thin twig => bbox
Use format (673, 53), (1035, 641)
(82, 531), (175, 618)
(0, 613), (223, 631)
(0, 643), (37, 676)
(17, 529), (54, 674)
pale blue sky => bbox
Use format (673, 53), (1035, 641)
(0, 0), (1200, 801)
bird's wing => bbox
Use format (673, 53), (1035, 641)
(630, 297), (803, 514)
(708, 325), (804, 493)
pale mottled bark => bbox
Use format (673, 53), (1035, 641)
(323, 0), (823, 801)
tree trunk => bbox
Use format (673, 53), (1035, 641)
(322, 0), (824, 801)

OPIS ZADANIA: Proszę wypisać każdy wiersz powyższych rekordów zawierający ciąg znaków „bbox”.

ROZWIĄZANIE WZORCOWE:
thin twig => bbox
pale blue sky => bbox
bird's wing => bbox
pale mottled bark => bbox
tree trunk => bbox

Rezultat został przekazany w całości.